Stored data section start
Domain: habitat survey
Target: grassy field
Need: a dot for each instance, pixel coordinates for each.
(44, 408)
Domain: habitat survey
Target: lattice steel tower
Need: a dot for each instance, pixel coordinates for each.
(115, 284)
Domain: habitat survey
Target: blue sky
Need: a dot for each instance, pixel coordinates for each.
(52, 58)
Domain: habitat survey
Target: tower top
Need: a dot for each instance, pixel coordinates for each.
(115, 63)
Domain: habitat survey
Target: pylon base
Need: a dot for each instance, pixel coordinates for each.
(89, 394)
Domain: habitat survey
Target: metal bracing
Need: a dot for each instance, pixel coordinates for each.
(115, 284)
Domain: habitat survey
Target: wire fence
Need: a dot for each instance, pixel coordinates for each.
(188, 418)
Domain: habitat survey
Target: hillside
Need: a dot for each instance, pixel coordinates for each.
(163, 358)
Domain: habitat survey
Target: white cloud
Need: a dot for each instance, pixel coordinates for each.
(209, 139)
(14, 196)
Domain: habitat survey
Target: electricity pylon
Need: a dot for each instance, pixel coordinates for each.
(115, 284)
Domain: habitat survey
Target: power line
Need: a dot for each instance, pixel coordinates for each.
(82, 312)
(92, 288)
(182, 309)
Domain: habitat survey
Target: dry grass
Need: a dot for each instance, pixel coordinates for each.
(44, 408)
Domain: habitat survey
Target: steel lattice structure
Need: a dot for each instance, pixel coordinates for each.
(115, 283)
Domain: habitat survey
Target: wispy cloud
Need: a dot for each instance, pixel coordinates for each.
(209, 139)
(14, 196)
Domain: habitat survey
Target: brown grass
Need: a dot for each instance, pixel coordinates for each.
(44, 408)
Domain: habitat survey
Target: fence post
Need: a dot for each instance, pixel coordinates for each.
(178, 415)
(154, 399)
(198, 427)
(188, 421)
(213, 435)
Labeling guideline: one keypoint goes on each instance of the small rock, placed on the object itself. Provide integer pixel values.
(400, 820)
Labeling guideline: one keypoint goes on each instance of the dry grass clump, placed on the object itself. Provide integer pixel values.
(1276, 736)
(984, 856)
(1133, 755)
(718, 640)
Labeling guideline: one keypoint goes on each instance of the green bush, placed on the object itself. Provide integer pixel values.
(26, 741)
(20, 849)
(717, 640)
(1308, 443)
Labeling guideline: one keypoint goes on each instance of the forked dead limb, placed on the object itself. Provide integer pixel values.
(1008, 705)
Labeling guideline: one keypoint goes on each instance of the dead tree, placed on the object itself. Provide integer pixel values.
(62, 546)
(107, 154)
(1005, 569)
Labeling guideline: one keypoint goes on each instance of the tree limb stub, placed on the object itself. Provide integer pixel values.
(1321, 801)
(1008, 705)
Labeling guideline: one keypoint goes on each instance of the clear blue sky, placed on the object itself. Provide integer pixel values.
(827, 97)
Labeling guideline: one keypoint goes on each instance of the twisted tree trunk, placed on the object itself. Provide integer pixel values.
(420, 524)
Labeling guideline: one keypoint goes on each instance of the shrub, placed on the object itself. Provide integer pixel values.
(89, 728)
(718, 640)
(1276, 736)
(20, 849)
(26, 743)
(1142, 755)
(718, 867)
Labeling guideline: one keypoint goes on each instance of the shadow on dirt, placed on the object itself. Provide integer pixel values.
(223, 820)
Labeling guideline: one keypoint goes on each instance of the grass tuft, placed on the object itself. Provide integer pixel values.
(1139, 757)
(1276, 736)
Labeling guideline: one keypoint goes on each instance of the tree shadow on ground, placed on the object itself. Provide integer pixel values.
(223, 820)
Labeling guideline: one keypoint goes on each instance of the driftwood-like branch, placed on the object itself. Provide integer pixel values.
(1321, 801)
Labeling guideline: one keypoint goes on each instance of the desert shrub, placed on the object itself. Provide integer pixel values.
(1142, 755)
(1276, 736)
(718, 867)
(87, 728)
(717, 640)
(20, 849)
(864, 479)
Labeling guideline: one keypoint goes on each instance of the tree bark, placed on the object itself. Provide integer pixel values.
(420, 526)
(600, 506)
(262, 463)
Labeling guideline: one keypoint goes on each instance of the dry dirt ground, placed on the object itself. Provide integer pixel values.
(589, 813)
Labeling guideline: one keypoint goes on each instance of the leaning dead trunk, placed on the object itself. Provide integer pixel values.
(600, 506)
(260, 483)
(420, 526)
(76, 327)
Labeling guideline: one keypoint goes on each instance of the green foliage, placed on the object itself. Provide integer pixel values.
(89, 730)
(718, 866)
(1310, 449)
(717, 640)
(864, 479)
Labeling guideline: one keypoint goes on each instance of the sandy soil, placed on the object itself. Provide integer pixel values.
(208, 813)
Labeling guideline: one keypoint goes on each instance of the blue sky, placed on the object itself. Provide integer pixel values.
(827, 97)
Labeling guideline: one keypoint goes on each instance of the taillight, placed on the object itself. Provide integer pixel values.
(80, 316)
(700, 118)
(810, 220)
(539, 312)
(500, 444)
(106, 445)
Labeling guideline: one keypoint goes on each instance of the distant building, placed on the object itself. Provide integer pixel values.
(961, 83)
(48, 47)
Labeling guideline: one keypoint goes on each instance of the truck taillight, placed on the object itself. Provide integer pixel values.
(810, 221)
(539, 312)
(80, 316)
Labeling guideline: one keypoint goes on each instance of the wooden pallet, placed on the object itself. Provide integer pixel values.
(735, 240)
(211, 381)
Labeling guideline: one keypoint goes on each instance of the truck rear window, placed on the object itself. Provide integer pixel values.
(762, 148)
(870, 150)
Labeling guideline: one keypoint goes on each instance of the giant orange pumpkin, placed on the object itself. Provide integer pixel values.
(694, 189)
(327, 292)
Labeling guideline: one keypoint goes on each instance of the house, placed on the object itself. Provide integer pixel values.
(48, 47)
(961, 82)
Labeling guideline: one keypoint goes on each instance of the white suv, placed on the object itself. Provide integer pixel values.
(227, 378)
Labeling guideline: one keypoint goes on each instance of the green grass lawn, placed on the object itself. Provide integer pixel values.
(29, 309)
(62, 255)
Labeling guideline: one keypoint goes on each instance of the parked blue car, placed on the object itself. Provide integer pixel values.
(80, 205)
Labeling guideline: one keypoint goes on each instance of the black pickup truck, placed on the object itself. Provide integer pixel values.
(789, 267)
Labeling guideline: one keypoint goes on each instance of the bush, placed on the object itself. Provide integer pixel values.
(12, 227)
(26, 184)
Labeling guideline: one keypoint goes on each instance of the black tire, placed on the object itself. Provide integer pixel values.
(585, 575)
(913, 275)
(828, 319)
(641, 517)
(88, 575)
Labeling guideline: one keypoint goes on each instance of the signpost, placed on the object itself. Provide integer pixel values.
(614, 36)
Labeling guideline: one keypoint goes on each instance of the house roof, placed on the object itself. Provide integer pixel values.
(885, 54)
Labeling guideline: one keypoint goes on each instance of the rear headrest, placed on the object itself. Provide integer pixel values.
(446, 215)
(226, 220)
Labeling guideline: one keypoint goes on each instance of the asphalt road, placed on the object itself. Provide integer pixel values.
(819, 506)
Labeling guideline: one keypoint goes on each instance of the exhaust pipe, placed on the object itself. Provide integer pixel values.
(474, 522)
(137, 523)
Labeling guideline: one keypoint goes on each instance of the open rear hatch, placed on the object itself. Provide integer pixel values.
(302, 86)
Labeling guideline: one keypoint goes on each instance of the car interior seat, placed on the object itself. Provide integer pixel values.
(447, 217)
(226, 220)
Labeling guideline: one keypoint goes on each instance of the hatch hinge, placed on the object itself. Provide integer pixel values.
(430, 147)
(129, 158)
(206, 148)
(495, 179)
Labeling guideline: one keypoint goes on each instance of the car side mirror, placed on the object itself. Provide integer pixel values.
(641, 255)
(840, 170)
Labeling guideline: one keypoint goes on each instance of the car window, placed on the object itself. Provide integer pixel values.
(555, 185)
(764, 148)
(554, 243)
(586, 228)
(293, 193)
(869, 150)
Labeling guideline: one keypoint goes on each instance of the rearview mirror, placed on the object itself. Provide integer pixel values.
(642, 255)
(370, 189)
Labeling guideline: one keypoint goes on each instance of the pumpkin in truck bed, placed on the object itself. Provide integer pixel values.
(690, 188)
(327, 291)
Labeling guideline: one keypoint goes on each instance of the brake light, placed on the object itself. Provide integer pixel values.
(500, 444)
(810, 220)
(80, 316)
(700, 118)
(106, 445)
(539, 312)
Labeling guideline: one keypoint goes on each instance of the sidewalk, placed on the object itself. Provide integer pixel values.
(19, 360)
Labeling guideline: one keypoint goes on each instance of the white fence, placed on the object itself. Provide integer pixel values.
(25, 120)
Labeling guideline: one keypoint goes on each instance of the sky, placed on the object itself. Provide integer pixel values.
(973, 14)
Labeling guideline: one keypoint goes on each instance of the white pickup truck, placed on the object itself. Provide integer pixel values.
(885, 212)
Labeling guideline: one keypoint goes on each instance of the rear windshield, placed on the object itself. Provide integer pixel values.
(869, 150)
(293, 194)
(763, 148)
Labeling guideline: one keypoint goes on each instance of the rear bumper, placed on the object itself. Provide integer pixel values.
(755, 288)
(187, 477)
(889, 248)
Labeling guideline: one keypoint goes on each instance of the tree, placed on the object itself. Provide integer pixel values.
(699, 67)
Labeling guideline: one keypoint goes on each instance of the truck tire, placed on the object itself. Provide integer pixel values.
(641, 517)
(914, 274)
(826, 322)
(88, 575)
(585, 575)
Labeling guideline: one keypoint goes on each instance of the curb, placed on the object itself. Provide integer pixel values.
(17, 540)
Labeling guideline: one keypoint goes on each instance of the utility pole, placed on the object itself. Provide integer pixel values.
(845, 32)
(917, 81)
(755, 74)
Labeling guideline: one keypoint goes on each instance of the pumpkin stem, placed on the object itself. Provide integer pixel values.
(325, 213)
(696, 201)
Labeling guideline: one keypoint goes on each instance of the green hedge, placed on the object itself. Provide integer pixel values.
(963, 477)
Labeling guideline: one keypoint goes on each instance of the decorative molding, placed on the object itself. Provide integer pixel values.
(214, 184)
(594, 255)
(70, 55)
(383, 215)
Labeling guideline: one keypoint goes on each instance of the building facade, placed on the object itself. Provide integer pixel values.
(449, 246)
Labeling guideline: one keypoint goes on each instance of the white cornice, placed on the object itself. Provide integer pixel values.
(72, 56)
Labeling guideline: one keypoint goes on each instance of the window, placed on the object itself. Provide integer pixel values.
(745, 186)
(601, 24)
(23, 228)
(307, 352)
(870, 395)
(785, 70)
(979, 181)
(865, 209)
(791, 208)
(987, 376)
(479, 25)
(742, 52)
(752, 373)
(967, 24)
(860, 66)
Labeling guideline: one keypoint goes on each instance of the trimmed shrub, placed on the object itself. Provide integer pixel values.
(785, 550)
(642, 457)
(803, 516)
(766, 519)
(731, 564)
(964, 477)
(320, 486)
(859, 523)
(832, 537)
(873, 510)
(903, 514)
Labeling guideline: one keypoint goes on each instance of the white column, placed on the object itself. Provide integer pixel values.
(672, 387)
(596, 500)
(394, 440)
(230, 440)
Stored data section end
▶ Task to carry out
Return only the exact lines from the opening of the records through the line that contains "Target: tower top", both included.

▶ Answer box
Domain: habitat survey
Target: grassy field
Need: a dot for each instance, pixel coordinates for each.
(44, 408)
Domain: habitat survey
Target: lattice steel tower
Need: a dot for each instance, pixel coordinates for each.
(115, 284)
Domain: habitat survey
Target: blue sky
Need: a dot for each instance, pixel coordinates for each.
(52, 58)
Domain: habitat survey
Target: tower top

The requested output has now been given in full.